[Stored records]
● ● ● ● ● ● ●

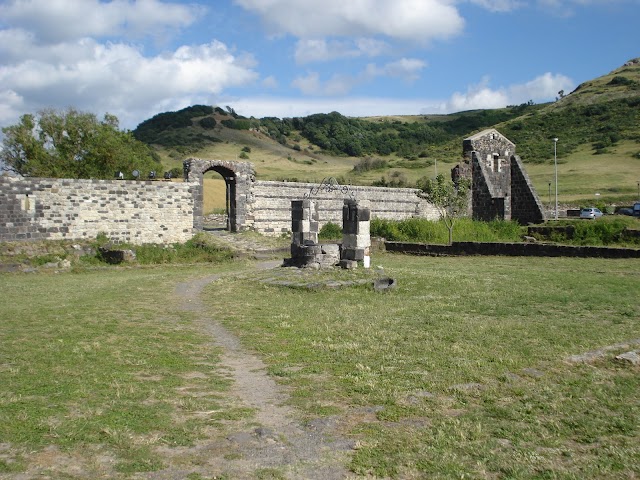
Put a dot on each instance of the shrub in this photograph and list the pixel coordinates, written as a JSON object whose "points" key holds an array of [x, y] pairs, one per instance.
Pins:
{"points": [[367, 164], [208, 123]]}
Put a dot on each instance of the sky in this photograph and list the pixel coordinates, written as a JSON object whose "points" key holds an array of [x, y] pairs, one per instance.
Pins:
{"points": [[285, 58]]}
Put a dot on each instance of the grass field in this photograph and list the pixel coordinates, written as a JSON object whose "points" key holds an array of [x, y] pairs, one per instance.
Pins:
{"points": [[462, 371]]}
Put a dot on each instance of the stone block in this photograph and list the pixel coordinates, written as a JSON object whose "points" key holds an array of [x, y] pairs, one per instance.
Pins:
{"points": [[348, 264]]}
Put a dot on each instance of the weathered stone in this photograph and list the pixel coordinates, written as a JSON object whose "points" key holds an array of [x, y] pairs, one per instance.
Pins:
{"points": [[629, 357]]}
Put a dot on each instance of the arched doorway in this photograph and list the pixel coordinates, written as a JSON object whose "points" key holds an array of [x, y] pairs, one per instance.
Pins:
{"points": [[238, 177]]}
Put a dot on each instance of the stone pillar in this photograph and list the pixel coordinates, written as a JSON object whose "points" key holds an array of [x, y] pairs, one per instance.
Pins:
{"points": [[304, 230], [304, 222], [356, 238]]}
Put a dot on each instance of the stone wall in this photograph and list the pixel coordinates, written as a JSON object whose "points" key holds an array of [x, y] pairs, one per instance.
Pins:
{"points": [[126, 211], [526, 206], [512, 250], [269, 205], [499, 184]]}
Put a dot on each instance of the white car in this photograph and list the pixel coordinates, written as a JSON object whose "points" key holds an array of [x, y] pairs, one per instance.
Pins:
{"points": [[590, 213]]}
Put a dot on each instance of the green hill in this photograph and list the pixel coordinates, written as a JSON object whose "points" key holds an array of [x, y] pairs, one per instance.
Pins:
{"points": [[598, 126]]}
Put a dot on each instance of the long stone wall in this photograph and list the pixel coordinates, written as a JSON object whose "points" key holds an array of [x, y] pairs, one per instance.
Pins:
{"points": [[269, 205], [126, 211]]}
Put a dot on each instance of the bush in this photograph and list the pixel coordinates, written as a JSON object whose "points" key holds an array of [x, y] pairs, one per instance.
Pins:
{"points": [[367, 164], [426, 231], [208, 123]]}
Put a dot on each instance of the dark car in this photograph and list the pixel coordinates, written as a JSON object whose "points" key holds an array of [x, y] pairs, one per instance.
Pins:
{"points": [[591, 213]]}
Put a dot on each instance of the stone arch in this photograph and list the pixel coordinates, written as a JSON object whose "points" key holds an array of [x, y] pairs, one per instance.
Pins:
{"points": [[238, 178]]}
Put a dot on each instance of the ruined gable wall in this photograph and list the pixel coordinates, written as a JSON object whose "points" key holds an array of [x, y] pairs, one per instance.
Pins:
{"points": [[127, 211], [525, 203]]}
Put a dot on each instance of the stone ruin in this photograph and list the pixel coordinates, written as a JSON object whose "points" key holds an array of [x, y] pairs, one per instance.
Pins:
{"points": [[306, 252]]}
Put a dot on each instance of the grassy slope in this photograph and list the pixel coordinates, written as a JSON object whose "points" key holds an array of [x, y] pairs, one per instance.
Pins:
{"points": [[432, 383], [439, 384], [615, 174]]}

● ● ● ● ● ● ●

Work to complete —
Format all of the data above as a JSON list of strings, one string per line, with blank lines omitted. Leave the pictures out of the list.

Answer to this exercise —
[
  "Put a dot on each instance of the shrub in this photograph and list the pixel coordinates, written as a JSON object whose \"points\" key holds an array of [x, y] pairs, one per instance.",
  "Pins:",
  "{\"points\": [[367, 164], [208, 123]]}",
  "Put a dot on each instance of the sky in this photograph and list the pixel coordinates, written as a JSON object whose \"points\" key holds an array of [x, y] pairs, one per instance.",
  "Pins:",
  "{\"points\": [[285, 58]]}",
  "Put a dot on each instance of the grass field in this photograph and list the pixel coordinates, written as a JSON object whose \"points\" key holds an array of [x, y] pairs, one per instance.",
  "Pins:",
  "{\"points\": [[462, 371]]}",
  "Put a dot on each instance of the stone block in this photograph and list the pixel coordinates, written as a JSON object whose \"points\" key holds an array of [x, y] pairs, one per instance.",
  "Pins:",
  "{\"points\": [[348, 264]]}",
  "Put a dot on each instance of the weathered stone in this photograph and list the pixel coordinates, written as a JSON object whose \"points\" key holds an array of [x, y] pairs, one per instance.",
  "Pins:",
  "{\"points\": [[629, 357]]}",
  "Put a dot on each instance of the arched doorway in this photograph and list the pixel coordinates, written as a JSON object whose \"points\" key holds an array of [x, y] pairs, one per instance.",
  "Pins:",
  "{\"points\": [[238, 177]]}",
  "Put a dot on each instance of the stone pillar in this photograph and list the pixel coordinates, written as a JSON object whose \"points\" key holds an array of [x, y] pairs, one per instance.",
  "Pins:",
  "{\"points\": [[304, 230], [304, 222], [356, 238]]}",
  "Put a dot on each instance of the stone wall in this photograph and list the pixel coordinates, written as a JSON object whose \"points\" key holds an array of [x, y] pairs, one per instance.",
  "Pins:",
  "{\"points\": [[126, 211], [526, 206], [512, 250], [269, 205], [499, 184]]}",
  "Put a dot on each instance of the white car in this photograph and list the pixel coordinates, written as a JSON object whose \"points\" key holds an array of [x, y] pairs, one per instance.",
  "Pins:",
  "{\"points\": [[590, 213]]}",
  "Put a dot on each instance of the green hill in this photograph and list the pixel coordinates, written as a JSON object whose \"points\" key holds an array of [x, y] pairs, one per instance.",
  "Pins:",
  "{\"points\": [[598, 126]]}",
  "Put a dot on each instance of the long stone wall in this photograph and list the pixel coordinates, written as a JSON object whose \"points\" key holds an array of [x, y] pairs, one per instance.",
  "Pins:",
  "{\"points\": [[269, 205], [126, 211]]}",
  "Put a dot on each instance of the bush in this photograph and list the pixel coordinates, written as a JSON object whose \"points\" key holds an array of [x, y] pairs, one per instance.",
  "Pins:",
  "{\"points\": [[367, 164], [426, 231], [208, 123]]}",
  "Put a dot on each instance of the dark car in this photograph and list the pixel coordinates, written as a JSON object whose \"points\" key holds an array of [x, y] pairs, one per instance.",
  "Pins:",
  "{\"points\": [[591, 213]]}",
  "Put a dot on each instance of the stone arch in this photograph and list the pixel coordinates, written as a JSON object whose \"points\" key holds an array of [x, y] pairs, one per instance.",
  "Pins:",
  "{\"points\": [[238, 178]]}",
  "Put a dot on each instance of the ruined gable wall in this photograph and list the pixel coordinates, written as a JSON object whose \"points\" key holds an array of [x, y] pairs, one per instance.",
  "Pins:",
  "{\"points\": [[127, 211], [525, 203]]}",
  "Put a dot on each instance of the stone ruin in this photograph and list the pixel coordinates, written as a JSON object whose \"points\" key holds an array of [x, y] pairs, one per instance.",
  "Pins:",
  "{\"points\": [[306, 252]]}",
  "Put a dot on each instance of the grassy slope in this photograph and list the pixel coordinates, written as a JSON object whose \"points\" key holds an array of [x, y] pairs, one per instance.",
  "Pins:",
  "{\"points\": [[432, 383], [439, 384], [615, 174]]}"
]